----- Kutipan Teks -----
Menurut Erikson (dalam Santrock, 2003), ada delapan tahap
perkembangan yang digambarkan ketika individu menyusuri rentang
kehidupannya. Setiap tahap terdiri atas tugas perkembangan yang
mempertemukan individu dengan sebuah krisis. Remaja usia 10 – 20 tahun
termasuk dalam tahapan identity versus identity confusion; dalam tahapan
tersebut remaja berusaha mencari tahu diri mereka, seperti apakah mereka,
dan kemana tujuan hidup mereka. Bagi Erikson, setiap krisis bukanlah suatu
bencana, melainkan merupakan titik balik dari kerentanan yang semakin
meningkat dan potensi yang semakin tinggi. Semakin berhasil individu
menyelesaikan setiap krisis, semakin sehat individu tersebut secara psikologis.
Salah satu contohnya adalah ketika individu berada di lingkungan pondok,
individu tersebut akan menghadapi berbagai tuntutan, baik secara akademik
maupun sosial. Selain santri dituntut untuk menguasai materi yang diajarkan,
santri juga harus menaati ketatnya peraturan yang diterapkan di pondok, serta
menghadapi berbagai masalah yang dialami dengan lingkungan sosialnya.
----- Data Tercatat -----
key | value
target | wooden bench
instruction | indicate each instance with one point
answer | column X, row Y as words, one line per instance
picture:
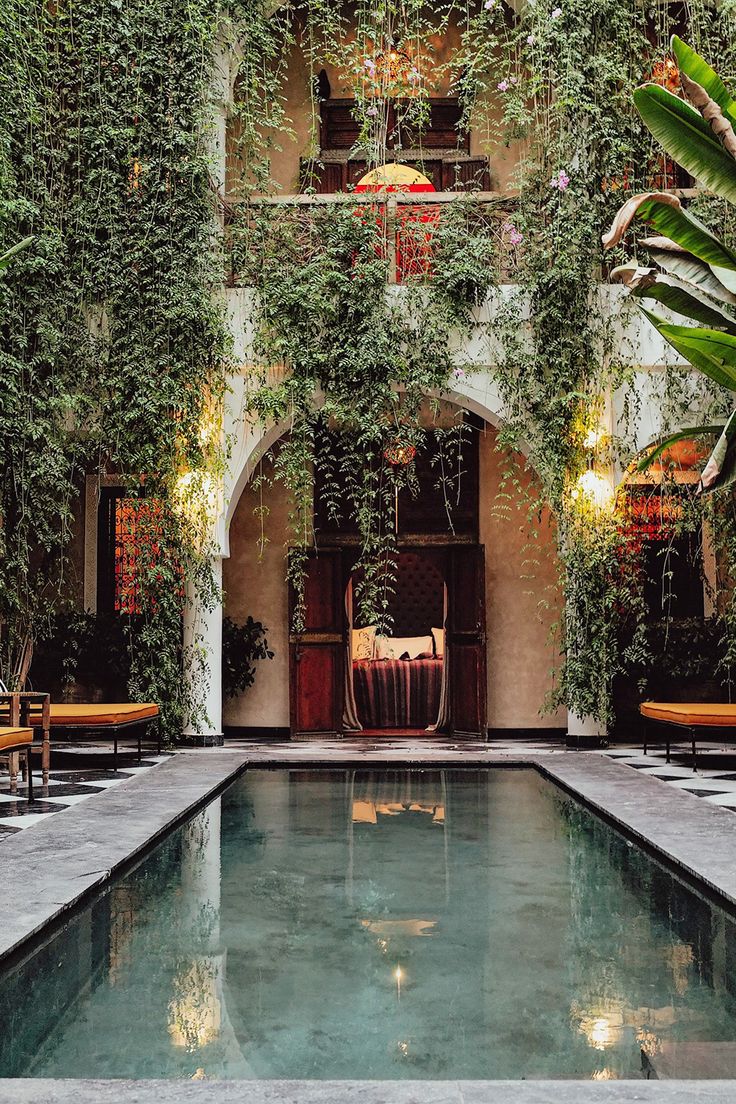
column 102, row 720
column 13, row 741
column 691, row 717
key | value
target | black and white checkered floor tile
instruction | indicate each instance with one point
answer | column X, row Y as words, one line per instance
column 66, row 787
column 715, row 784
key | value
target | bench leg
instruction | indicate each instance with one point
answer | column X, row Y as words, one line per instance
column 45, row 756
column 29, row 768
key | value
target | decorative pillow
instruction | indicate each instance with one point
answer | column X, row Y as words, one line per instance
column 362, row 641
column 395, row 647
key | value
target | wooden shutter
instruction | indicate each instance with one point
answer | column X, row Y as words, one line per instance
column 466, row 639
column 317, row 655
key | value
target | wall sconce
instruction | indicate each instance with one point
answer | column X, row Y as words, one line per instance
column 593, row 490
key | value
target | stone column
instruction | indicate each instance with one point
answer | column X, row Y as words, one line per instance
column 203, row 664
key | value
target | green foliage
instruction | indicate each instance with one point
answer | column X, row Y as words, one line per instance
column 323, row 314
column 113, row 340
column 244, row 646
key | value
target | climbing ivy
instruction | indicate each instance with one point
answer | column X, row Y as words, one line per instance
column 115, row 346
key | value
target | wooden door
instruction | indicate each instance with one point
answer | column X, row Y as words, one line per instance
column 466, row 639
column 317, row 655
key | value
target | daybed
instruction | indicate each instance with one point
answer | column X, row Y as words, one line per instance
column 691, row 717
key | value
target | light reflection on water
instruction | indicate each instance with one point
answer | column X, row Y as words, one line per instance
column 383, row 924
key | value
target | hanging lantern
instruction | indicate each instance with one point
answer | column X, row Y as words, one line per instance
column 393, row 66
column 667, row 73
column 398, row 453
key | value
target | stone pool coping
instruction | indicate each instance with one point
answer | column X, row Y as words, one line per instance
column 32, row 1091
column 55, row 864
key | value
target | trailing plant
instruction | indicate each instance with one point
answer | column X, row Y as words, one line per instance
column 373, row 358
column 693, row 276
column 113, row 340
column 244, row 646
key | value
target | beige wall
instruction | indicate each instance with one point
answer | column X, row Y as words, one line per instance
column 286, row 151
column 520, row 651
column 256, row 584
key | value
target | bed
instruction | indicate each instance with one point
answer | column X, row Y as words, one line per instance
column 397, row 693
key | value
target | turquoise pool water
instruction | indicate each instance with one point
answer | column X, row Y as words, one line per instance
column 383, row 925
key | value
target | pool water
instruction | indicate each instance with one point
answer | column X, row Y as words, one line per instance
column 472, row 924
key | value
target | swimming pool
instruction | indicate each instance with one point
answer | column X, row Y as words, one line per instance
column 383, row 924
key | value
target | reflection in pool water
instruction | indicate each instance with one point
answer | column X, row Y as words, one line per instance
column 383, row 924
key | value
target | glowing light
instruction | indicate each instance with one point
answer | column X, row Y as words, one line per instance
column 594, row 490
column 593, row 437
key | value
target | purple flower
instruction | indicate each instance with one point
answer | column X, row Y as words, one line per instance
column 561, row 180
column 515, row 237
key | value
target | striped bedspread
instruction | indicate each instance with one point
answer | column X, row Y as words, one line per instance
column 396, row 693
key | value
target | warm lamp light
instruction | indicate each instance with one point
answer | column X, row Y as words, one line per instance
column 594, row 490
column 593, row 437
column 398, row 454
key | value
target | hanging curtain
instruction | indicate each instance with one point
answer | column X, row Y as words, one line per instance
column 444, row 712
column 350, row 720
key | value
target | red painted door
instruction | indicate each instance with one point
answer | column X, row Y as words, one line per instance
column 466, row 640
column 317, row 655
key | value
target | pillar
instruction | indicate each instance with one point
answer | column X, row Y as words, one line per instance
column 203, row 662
-----
----- Data Tercatat -----
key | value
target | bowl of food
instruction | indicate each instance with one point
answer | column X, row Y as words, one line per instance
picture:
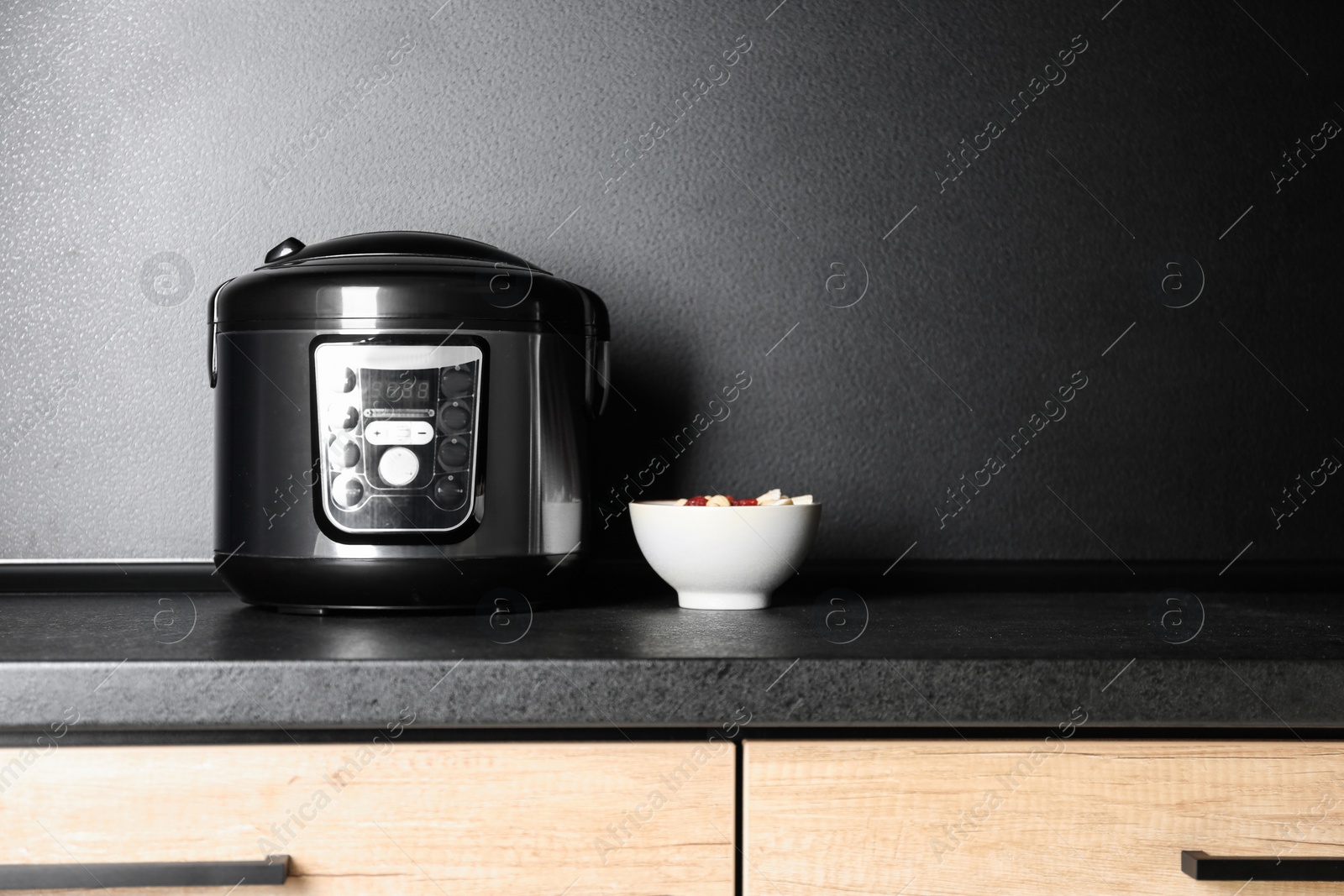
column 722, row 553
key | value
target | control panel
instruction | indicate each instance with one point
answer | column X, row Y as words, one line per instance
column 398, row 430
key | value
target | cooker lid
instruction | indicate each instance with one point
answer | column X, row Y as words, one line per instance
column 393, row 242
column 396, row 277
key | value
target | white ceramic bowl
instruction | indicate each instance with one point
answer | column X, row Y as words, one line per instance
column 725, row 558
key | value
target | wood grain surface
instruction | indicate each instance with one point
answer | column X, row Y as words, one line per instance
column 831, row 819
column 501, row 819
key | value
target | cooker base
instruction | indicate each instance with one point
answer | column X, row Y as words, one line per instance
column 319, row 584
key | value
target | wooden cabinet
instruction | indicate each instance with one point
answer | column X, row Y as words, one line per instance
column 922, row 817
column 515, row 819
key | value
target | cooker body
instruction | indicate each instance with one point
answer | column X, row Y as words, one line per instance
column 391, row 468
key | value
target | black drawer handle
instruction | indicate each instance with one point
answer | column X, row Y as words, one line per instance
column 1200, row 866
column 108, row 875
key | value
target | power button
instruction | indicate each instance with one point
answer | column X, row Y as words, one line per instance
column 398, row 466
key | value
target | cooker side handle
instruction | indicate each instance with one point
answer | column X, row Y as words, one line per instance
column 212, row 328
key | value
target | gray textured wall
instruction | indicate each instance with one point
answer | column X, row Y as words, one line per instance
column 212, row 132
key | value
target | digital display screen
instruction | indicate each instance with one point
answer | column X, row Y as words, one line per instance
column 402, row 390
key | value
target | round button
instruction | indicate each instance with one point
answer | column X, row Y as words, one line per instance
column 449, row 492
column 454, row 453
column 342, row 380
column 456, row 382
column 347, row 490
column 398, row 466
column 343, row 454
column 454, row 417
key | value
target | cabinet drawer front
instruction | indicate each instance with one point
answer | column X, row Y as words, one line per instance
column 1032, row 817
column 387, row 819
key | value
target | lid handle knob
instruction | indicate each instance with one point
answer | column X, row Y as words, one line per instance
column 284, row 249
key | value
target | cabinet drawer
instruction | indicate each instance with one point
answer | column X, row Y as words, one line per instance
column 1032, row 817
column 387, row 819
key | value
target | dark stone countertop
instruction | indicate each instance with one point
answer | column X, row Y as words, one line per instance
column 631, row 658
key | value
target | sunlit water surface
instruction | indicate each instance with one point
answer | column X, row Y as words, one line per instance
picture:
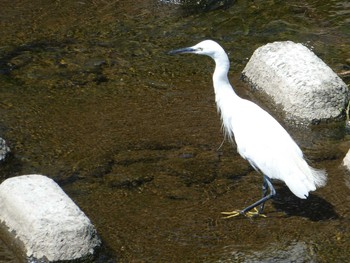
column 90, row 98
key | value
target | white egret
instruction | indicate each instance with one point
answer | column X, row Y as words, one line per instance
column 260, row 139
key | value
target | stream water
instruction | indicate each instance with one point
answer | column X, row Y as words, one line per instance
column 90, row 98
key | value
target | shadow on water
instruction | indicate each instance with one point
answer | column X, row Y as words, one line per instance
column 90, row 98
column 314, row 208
-----
----- Data Tercatat -----
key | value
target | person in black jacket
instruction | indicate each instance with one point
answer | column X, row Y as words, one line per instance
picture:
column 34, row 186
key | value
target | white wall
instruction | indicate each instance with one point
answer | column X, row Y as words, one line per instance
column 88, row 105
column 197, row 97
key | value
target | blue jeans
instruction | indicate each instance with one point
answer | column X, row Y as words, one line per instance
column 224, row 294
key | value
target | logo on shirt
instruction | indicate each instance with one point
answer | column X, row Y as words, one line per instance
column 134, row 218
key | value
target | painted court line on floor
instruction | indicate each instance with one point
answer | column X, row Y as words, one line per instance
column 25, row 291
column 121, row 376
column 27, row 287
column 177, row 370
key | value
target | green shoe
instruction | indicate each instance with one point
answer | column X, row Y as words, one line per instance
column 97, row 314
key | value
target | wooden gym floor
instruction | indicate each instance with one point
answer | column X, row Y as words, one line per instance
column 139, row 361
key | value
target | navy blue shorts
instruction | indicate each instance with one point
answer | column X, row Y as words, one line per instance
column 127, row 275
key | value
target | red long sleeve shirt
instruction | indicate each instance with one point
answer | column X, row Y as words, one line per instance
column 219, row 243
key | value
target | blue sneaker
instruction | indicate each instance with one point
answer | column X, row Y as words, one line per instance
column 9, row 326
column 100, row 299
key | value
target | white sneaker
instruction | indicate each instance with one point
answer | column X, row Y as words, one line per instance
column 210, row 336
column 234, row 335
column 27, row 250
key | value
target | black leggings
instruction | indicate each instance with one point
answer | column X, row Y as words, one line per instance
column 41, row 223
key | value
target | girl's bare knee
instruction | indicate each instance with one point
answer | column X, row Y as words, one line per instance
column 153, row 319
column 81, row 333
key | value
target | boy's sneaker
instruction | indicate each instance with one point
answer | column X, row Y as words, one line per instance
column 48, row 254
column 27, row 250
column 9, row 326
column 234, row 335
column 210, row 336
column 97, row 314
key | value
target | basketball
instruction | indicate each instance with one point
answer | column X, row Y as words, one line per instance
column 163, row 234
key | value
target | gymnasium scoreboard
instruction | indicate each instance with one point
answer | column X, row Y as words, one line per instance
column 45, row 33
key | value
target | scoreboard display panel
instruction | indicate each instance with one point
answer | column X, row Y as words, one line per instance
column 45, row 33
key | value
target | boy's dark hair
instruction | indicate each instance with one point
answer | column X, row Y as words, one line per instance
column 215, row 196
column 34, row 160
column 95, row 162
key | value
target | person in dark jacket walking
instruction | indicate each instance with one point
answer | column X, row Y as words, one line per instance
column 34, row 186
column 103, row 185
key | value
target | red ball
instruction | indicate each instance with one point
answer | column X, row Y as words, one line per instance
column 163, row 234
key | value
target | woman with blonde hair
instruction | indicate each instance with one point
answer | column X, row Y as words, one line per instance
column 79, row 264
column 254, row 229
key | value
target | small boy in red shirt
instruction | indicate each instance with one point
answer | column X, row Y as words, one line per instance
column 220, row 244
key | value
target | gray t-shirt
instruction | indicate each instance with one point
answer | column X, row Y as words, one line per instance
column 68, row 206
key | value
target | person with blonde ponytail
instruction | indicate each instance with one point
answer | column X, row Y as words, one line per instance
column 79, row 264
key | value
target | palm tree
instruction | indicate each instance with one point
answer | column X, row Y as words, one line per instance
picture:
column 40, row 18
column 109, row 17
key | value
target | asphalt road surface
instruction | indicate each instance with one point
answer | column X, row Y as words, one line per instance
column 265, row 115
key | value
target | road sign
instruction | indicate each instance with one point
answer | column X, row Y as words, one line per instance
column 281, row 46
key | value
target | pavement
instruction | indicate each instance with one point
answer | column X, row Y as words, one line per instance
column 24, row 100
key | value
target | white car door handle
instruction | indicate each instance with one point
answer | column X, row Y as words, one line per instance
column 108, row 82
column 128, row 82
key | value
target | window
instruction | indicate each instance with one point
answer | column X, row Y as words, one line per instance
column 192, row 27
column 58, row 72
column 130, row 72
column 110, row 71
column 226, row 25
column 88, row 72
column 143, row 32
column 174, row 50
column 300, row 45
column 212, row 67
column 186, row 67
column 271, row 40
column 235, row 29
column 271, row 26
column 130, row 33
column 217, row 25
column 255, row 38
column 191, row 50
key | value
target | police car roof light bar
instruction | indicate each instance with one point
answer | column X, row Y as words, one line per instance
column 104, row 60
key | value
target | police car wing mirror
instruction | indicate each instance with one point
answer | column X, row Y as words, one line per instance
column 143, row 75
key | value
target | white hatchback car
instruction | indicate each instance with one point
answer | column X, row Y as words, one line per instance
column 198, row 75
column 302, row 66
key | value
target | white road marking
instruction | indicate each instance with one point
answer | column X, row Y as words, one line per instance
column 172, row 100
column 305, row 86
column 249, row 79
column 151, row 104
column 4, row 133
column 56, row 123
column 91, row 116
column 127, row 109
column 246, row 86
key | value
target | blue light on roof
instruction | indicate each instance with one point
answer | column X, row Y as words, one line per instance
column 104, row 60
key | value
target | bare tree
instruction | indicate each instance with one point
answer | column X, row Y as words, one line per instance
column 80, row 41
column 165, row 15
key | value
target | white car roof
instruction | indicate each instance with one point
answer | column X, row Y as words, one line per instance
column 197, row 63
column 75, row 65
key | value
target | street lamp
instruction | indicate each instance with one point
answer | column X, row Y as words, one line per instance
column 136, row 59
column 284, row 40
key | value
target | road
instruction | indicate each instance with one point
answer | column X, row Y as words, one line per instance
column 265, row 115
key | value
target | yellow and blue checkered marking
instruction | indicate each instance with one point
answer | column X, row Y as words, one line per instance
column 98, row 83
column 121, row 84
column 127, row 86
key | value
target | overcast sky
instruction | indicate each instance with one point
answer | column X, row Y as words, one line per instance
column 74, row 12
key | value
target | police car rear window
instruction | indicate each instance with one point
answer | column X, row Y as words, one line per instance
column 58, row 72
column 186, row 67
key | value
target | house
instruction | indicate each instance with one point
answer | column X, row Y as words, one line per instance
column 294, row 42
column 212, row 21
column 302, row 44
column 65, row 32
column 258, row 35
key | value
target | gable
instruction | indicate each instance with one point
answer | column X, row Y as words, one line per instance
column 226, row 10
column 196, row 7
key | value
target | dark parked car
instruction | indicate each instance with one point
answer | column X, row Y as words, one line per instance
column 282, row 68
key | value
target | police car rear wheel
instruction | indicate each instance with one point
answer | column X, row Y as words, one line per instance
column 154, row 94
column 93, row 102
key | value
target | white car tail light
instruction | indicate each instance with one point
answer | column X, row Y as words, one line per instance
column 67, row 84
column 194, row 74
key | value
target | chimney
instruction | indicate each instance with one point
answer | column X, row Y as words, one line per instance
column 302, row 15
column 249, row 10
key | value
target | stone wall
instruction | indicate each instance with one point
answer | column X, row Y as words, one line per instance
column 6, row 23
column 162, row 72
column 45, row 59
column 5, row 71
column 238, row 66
-----
## Tugas yang Dikerjakan
• 1. Jawab pertanyaan berikut berdasarkan kutipan tentang tahap perkembangan menurut Erikson:
(a) Ada berapa tahap perkembangan menurut Erikson?
(b) Remaja berusia berapa yang termasuk dalam tahapan identity versus identity confusion?
(c) Peraturan seperti apa yang harus ditaati santri di pondok?
• 2. Laporkan setiap baris data yang memuat kata "bowl". Huruf besar dan huruf kecil dibedakan.

## Jawaban yang Diharapkan
• 1.
(a) Delapan tahap.
(b) Remaja berusia 10 – 20 tahun.
(c) Ketatnya peraturan yang diterapkan di pondok.

• 2.
target | bowl of food
target | white ceramic bowl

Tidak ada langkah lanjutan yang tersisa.